EXERCISE OBJECTIVE -
Output, word for word, the span of lines that starts at the one containing "Please determine if any keyboard" and ends at the last line of the records.

DATA -
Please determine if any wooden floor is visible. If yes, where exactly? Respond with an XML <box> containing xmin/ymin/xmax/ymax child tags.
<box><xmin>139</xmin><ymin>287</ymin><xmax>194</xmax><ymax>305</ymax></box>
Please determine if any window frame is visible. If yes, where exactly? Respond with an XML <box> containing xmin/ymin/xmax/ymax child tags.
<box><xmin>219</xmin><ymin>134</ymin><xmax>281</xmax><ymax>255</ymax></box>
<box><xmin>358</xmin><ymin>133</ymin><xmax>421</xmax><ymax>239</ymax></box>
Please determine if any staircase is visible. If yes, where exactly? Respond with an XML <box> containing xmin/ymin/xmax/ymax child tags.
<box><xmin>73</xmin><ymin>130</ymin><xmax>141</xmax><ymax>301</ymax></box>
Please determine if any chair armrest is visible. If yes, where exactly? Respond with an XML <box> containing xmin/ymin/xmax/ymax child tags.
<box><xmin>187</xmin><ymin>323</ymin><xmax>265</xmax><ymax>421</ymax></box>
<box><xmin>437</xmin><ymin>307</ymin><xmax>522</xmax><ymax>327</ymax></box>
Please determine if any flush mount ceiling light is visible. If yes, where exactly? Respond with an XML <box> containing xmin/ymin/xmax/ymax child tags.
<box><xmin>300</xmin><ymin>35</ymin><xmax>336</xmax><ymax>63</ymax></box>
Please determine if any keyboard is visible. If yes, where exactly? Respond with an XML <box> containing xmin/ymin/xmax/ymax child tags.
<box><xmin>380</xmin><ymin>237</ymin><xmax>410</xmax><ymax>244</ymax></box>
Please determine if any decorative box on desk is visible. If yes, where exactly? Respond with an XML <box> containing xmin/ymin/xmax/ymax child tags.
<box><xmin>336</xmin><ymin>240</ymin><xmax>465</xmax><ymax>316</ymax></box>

ANSWER TO THIS EXERCISE -
Please determine if any keyboard is visible. If yes, where exactly? Respond with an XML <box> containing xmin/ymin/xmax/ymax child tags.
<box><xmin>380</xmin><ymin>237</ymin><xmax>410</xmax><ymax>244</ymax></box>
Please determine if any decorative box on desk is visible. If yes, where exactly? Respond with an XML <box> containing xmin/ymin/xmax/ymax child tags.
<box><xmin>336</xmin><ymin>240</ymin><xmax>465</xmax><ymax>316</ymax></box>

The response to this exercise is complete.